• [本文]
○ ○ ○

RAW〜少女のめざめ〜(2016年製作の映画)
5.0
劇場で公開ギリギリ滑り込みで観てきました。
日本で公開が決まる前からずっと観たかった作品なので、まず観られたことが嬉しくて感激。音楽も最高でした。サントラとかないのかな。

失神者続出の衝撃作品という、謳い文句?でしたが、こういった内容の作品に慣れているからか、その面ではそれほどでもないな…という感じでした

「RAW」 生、未加工、原料のままの、
作品名をしってすぐ意味を調べて、生、という意味だと知り今回観て、なるほどと深く納得。
確かにこれは「生」だと思った。
生々しく、そして瑞々しくもあるサスペンススリラーな青春映画でした。

繊細すぎるが故に爆発した性癖との付き合い方に対し苦しく悩ましく狂い出すジュスティーヌ。
敷かれたレールを順調に歩み出していたと思っていた矢先、新入生に対する生肉を食べろという通過儀礼、ベジタリアンの彼女にとってそれはある意味罪を犯すようなもので。学校に馴染みたかったからか、姉に庇ってもらえなかった苛立ちからかは定かではないけど、とにかく無理矢理口に入れる。
後で吐き出したは良いけど身体中に湿疹が出だす。必死にシーツの中で体を掻き毟る音が耳に残って、自分自身の体にも湿疹が出来ているんじゃないかと思うくらいに痒くなった。

○ ○ ○

• [データ]
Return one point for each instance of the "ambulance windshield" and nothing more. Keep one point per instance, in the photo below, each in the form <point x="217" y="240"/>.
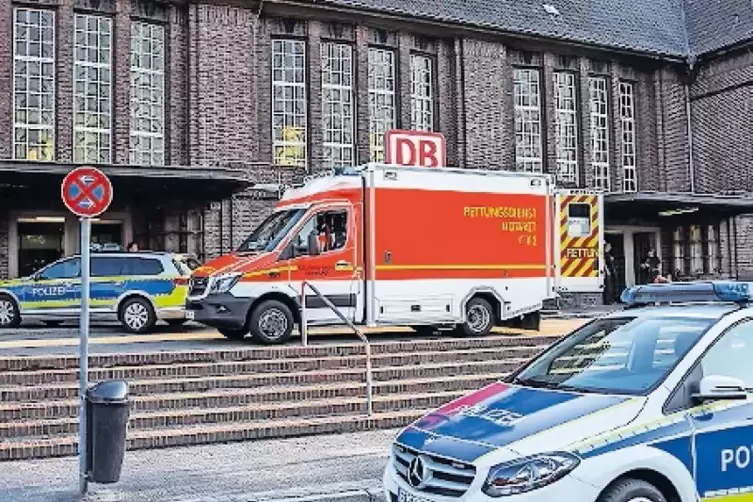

○ ○ ○

• [練習問題 1]
映画『RAW』のレビューについて、次の問いに答えてください。
(a) 作品名を知った筆者が意味を調べてわかった「RAW」の意味は何ですか？
(b) 新入生に課された通過儀礼はどのような内容でしたか？
(c) 生肉を口に入れたあと、ジュスティーヌの身体には何が出始めましたか？
• [練習問題 2] 映画『RAW』のレビューの続きを書いてください。

• [解答 1]
(a) 「生」という意味
(b) 生肉を食べること
(c) 湿疹

• [解答 2]
ルームメイトでゲイのアドリアン。
彼との関係も、複雑で生々しい。
ゲイではあるもののジュスティーヌに気があるような素振りを見せ、結果的にジュスティーヌはアドリアンに処女を捧げた。アドリアンの肉体にじっとりと睨みつけるような目線を送り鼻血を出すジュスティーヌにエロティシズムを感じ、ここで、エロ(性欲?)と食は紙一重だと思った。
ジュスティーヌにとって身体は食事であり、それが性欲でもあるのかもしれない。
アドリアンとの性行為でジュスティーヌはアドリアンの首筋や耳辺りに噛み付こうと必死になって、最後には自身の腕を噛みちぎる勢いで噛み付いていて、白い肌に滴り落ちる真っ赤な血はまさに鮮血と呼ぶに相応しく、素敵だった。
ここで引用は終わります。